▸ **INSTRUCTIONS FOR THE TASK**: Return all the data, word for word.

▸ **Location labeling records**:

◆ ◆ ◆ ◆

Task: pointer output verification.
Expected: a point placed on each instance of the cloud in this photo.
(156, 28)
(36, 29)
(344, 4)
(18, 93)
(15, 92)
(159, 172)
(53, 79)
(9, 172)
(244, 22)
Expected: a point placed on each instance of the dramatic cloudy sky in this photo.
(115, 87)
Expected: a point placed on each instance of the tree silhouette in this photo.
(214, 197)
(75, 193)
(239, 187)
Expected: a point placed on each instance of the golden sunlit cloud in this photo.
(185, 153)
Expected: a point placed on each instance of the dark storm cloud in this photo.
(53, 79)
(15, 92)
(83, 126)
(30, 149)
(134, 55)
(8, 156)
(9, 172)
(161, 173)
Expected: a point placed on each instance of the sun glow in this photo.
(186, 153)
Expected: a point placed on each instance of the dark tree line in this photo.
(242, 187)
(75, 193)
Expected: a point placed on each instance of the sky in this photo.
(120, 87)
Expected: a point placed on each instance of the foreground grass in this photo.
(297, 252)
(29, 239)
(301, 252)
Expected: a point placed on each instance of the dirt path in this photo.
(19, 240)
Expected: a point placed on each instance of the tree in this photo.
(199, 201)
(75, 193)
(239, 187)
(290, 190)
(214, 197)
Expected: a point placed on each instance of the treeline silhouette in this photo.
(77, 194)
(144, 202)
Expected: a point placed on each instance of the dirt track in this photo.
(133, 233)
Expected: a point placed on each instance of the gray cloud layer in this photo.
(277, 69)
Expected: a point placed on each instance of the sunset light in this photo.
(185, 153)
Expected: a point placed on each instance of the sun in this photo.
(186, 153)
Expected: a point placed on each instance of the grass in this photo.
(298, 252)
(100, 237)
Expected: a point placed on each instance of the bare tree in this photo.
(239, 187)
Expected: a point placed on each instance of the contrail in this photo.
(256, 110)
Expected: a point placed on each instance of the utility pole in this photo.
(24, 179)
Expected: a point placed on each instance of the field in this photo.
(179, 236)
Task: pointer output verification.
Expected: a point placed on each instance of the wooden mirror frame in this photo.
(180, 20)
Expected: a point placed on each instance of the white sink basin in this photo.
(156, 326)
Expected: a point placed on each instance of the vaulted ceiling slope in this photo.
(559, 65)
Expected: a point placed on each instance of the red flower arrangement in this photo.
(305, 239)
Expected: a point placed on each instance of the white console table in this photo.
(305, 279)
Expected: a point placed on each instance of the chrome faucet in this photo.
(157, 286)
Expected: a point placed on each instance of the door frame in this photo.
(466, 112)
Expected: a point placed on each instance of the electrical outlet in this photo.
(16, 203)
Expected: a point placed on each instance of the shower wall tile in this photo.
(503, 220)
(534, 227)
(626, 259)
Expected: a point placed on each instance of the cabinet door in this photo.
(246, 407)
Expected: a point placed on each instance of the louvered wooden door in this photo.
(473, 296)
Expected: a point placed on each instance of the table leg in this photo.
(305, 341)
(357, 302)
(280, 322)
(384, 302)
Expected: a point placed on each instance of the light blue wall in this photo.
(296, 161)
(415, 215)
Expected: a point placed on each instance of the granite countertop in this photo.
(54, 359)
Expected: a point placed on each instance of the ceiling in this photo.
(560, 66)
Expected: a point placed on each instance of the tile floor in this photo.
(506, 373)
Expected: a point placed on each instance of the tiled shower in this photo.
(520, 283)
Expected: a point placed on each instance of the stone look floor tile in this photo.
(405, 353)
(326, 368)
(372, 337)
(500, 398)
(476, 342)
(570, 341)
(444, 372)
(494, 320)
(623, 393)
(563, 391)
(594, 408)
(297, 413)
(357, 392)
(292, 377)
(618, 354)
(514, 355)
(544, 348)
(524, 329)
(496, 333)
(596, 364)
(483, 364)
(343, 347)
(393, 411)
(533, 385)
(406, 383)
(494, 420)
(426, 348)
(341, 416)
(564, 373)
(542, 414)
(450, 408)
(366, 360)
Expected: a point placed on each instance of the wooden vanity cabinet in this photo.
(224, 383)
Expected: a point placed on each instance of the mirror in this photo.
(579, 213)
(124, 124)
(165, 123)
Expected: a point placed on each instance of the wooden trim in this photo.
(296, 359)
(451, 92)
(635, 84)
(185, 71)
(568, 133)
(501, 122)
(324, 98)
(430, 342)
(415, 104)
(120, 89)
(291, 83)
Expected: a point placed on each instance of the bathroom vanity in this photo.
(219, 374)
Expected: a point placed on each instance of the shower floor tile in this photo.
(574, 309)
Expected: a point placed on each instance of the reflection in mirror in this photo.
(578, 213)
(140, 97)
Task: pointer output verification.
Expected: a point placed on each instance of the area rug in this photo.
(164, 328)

◆ ◆ ◆ ◆

▸ **RESPONSE**:
Task: pointer output verification.
Expected: a point placed on each instance of the cloud in this photo.
(156, 28)
(36, 29)
(344, 4)
(18, 93)
(15, 92)
(159, 172)
(53, 79)
(9, 172)
(244, 22)
Expected: a point placed on each instance of the dramatic cloudy sky in this photo.
(115, 87)
Expected: a point placed on each instance of the tree silhouette in this photo.
(214, 197)
(75, 193)
(239, 187)
Expected: a point placed on each instance of the golden sunlit cloud in this photo.
(185, 153)
Expected: a point placed on each instance of the dark storm cloud in this photo.
(53, 79)
(15, 92)
(83, 126)
(30, 149)
(134, 55)
(8, 156)
(9, 172)
(161, 173)
Expected: a point placed on each instance of the sun glow in this photo.
(186, 153)
Expected: a point placed on each instance of the dark tree line in this photo.
(242, 187)
(75, 193)
Expected: a point placed on each instance of the sky in this photo.
(120, 87)
Expected: a point placed on each instance of the foreground grass in this photo.
(297, 252)
(29, 239)
(301, 252)
Expected: a point placed on each instance of the dirt path in this photo.
(19, 240)
Expected: a point placed on each instance of the tree in this photo.
(199, 201)
(75, 193)
(239, 187)
(290, 190)
(214, 197)
Expected: a point placed on each instance of the treeline silhouette in this photo.
(77, 194)
(144, 202)
Expected: a point placed on each instance of the dirt track in this photo.
(133, 233)
Expected: a point placed on each instance of the gray cloud layer in this photo.
(277, 69)
Expected: a point placed on each instance of the sunset light in this photo.
(185, 153)
Expected: a point placed on each instance of the sun in this photo.
(186, 153)
Expected: a point placed on each instance of the grass in this photo.
(298, 252)
(100, 237)
Expected: a point placed on each instance of the bare tree in this photo.
(239, 187)
Expected: a point placed on each instance of the contrail in this photo.
(256, 110)
Expected: a point placed on each instance of the utility pole in this photo.
(24, 179)
Expected: a point placed on each instance of the field in this photo.
(179, 236)
Task: pointer output verification.
Expected: a point placed on each instance of the wooden mirror frame in this photo.
(180, 20)
Expected: a point placed on each instance of the white sink basin in this photo.
(156, 326)
Expected: a point placed on each instance of the vaulted ceiling slope in this photo.
(559, 65)
Expected: a point placed on each instance of the red flower arrangement in this photo.
(305, 239)
Expected: a point placed on each instance of the white console table in this photo.
(305, 279)
Expected: a point placed on each instance of the chrome faucet in this photo.
(157, 286)
Expected: a point placed on each instance of the door frame in this photo.
(466, 112)
Expected: a point placed on each instance of the electrical outlet in this photo.
(16, 203)
Expected: a point placed on each instance of the shower wall tile in this photo.
(503, 220)
(534, 227)
(626, 259)
Expected: a point placed on each instance of the cabinet door in this photo.
(246, 407)
Expected: a point placed on each instance of the louvered wooden door in this photo.
(473, 296)
Expected: a point placed on each instance of the table leg in this photo.
(305, 341)
(357, 302)
(280, 322)
(384, 302)
Expected: a point placed on each instance of the light blue wall in this photo.
(296, 161)
(415, 215)
Expected: a point placed on each instance of the granite countertop in this photo.
(54, 359)
Expected: a point placed on each instance of the ceiling in this photo.
(560, 66)
Expected: a point placed on each instance of the tile floor in this photo.
(506, 373)
Expected: a point placed on each instance of the tiled shower in this photo.
(520, 283)
Expected: a point placed on each instance of the stone look floor tile in this photo.
(405, 353)
(326, 368)
(372, 337)
(500, 398)
(476, 342)
(570, 341)
(444, 372)
(494, 320)
(623, 393)
(563, 391)
(594, 408)
(297, 413)
(357, 392)
(292, 377)
(618, 354)
(514, 355)
(544, 348)
(524, 329)
(496, 333)
(596, 364)
(483, 364)
(343, 347)
(393, 411)
(533, 385)
(406, 383)
(494, 420)
(426, 348)
(341, 416)
(564, 373)
(542, 414)
(450, 408)
(366, 360)
Expected: a point placed on each instance of the wooden vanity cabinet in this photo.
(224, 383)
Expected: a point placed on each instance of the mirror in this photo.
(579, 213)
(124, 124)
(165, 123)
Expected: a point placed on each instance of the wooden trim in this photo.
(296, 359)
(451, 92)
(635, 84)
(185, 71)
(568, 133)
(501, 122)
(324, 98)
(430, 342)
(415, 104)
(120, 89)
(291, 83)
Expected: a point placed on each instance of the bathroom vanity in this photo.
(219, 374)
Expected: a point placed on each instance of the shower floor tile in this photo.
(574, 309)
Expected: a point placed on each instance of the reflection in mirror in this photo.
(578, 213)
(140, 97)
Task: pointer output verification.
Expected: a point placed on each instance of the area rug in this photo.
(164, 328)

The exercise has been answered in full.